Given data below:
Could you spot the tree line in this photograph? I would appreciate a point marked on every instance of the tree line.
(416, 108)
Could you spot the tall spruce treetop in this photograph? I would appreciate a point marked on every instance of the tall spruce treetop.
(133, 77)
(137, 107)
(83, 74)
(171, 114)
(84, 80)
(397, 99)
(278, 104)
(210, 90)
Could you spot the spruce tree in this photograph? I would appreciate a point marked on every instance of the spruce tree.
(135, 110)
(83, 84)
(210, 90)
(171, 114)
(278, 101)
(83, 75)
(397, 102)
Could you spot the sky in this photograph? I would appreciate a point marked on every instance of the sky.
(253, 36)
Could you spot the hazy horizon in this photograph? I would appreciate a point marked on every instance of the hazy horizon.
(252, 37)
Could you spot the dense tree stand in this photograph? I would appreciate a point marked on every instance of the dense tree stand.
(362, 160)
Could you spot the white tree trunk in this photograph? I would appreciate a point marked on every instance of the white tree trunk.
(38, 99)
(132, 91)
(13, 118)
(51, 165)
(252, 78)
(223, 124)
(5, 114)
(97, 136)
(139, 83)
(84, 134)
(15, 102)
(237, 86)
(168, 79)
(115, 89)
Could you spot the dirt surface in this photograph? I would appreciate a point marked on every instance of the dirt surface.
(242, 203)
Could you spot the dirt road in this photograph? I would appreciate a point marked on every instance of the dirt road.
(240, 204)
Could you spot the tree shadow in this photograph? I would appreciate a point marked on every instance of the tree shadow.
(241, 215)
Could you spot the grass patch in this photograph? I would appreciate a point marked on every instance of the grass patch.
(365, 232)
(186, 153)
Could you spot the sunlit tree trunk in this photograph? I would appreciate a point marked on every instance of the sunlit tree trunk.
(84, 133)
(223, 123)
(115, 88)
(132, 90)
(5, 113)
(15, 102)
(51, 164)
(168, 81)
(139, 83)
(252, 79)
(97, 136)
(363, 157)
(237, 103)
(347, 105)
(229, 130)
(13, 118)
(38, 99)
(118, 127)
End of Given data.
**Assignment**
Please give an exact copy of every entry.

**Task solution**
Could you spot the tree line in this photograph? I would appreciate a point marked on every instance of the tree line.
(416, 108)
Could you spot the tall spruce treetop in this photograph? I would appreciate a point marked on every instance of the tall spruce treetop.
(133, 77)
(137, 107)
(83, 74)
(171, 114)
(84, 80)
(397, 99)
(278, 104)
(210, 90)
Could you spot the spruce tree in this photograph? I would appreciate a point marked on every instance of the spruce tree.
(135, 110)
(83, 84)
(210, 90)
(171, 114)
(278, 101)
(83, 75)
(397, 102)
Could you spot the sky in this photograph? I would appreciate a point marked on every instance of the sky.
(253, 36)
Could you spot the hazy horizon in this photograph? I would appreciate a point marked on every instance of the hazy horizon.
(252, 37)
Could you spot the dense tree stand in this photograph? I would appreciate a point marked on every instance of the dense tree stand.
(362, 160)
Could you spot the white tree trunk in this photograph? I would appreciate a point marked on every instance of the white tree trunk.
(38, 99)
(132, 91)
(13, 118)
(51, 165)
(252, 78)
(223, 124)
(5, 114)
(97, 136)
(139, 83)
(84, 134)
(15, 102)
(237, 86)
(168, 79)
(115, 89)
Could you spot the dirt surface in this photograph? I would appreciate a point marked on every instance of the dirt surface.
(242, 203)
Could you spot the dirt road in this photograph? I would appreciate a point marked on every instance of the dirt road.
(240, 204)
Could you spot the tree shadow in this photograph? I would appreciate a point marked on every instance of the tree shadow.
(241, 215)
Could you spot the grass patch in this photograph? I would appreciate a point marked on every instance of the grass patch.
(365, 232)
(186, 153)
Could you spot the sunlit tree trunk in this photograph? I would appreciate a point marked on every instance of the sunlit tree trunk.
(84, 133)
(223, 123)
(115, 88)
(132, 90)
(5, 113)
(15, 102)
(51, 164)
(168, 81)
(139, 83)
(252, 79)
(97, 136)
(363, 157)
(237, 103)
(347, 105)
(229, 130)
(13, 118)
(38, 99)
(118, 127)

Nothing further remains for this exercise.